**Document:**
☆ ☆ ☆ ☆ ☆
Purpose In Action

By Kirsty Maxey on Thursday, 9 March 2017

How consumers are backing financial brands that don’t just do good, but do more.

In recent years, the Financial Services marketplace has changed beyond all recognition. We have seen the emergence of challenger banks, mobile only brands and other disrupters that were once a rarity but are today a necessity for consumers increasingly accustomed to taking more control over their f inancial af fairs. Changing regulation means that consumers have no choice but to take decisions they have never taken before, such as in the recent pension freedoms.

Meanwhile, the brands who were hard hit by the credit crunch have by no means gone away. Many are upgrading their back-end service and CRM systems and embracing innovation with as much enthusiasm as the challengers and are playing to their strengths, using their reach and resources to continue to dominate the categories in which they operate. Others are seeking a more meaningful connection with consumers, repositioning themselves around their heritage, their values and their social purpose.

At the same time, consumers are no longer merely passive, or even grateful recipients of products and brand messages and are increasingly vocal in their criticism of the brands that don’t deliver on expectations. The concept of instant gratification, once confined to the FMCG and entertainment categories, has made consumers raise their voices – and brands, likewise, raise their game.
☆ ☆ ☆ ☆ ☆
**What is asked:**
[a] Answer these from the article:
(i) On what date was it posted?
(ii) Which systems are many of the brands hard hit by the credit crunch upgrading?
(iii) Which categories was the concept of instant gratification once confined to?
[b] Retype the article, everything from "By Kirsty Maxey" down to "recent pension freedoms.".

**Collected material:**
☆ ☆ ☆ ☆ ☆
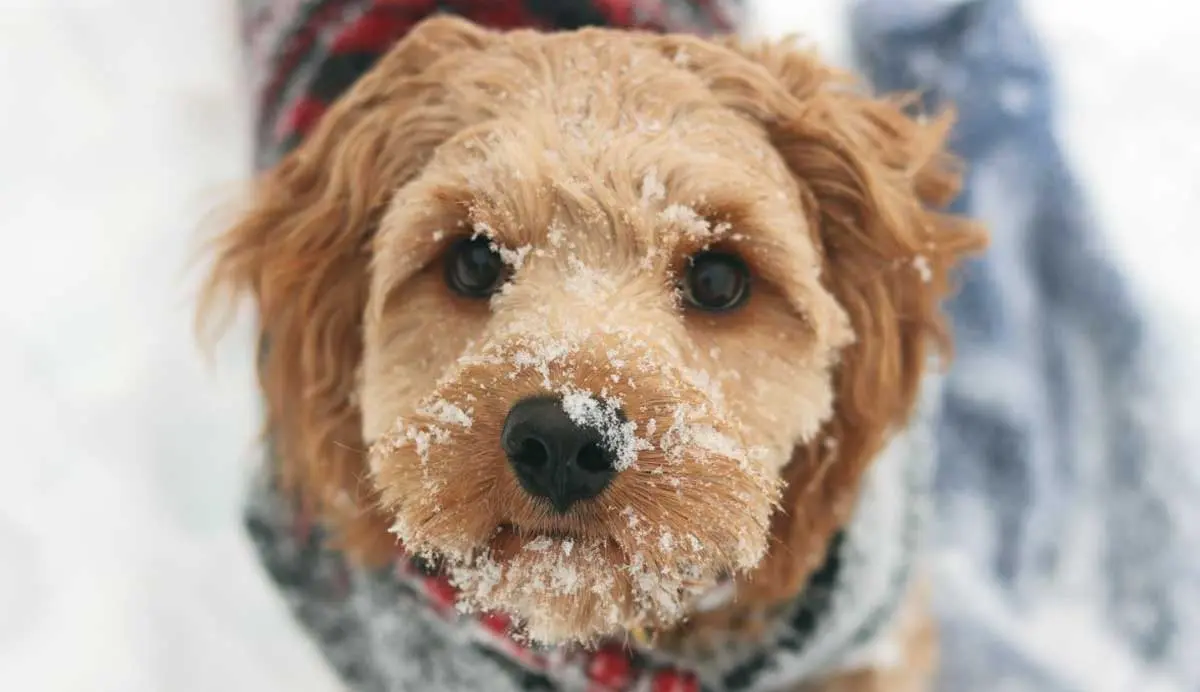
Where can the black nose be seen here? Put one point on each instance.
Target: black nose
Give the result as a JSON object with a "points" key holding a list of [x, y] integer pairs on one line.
☆ ☆ ☆ ☆ ☆
**Task answers:**
[a]
(i) Thursday, 9 March 2017
(ii) Their back-end service and CRM systems
(iii) The FMCG and entertainment categories

[b]
By Kirsty Maxey on Thursday, 9 March 2017

How consumers are backing financial brands that don’t just do good, but do more.

In recent years, the Financial Services marketplace has changed beyond all recognition. We have seen the emergence of challenger banks, mobile only brands and other disrupters that were once a rarity but are today a necessity for consumers increasingly accustomed to taking more control over their f inancial af fairs. Changing regulation means that consumers have no choice but to take decisions they have never taken before, such as in the recent pension freedoms.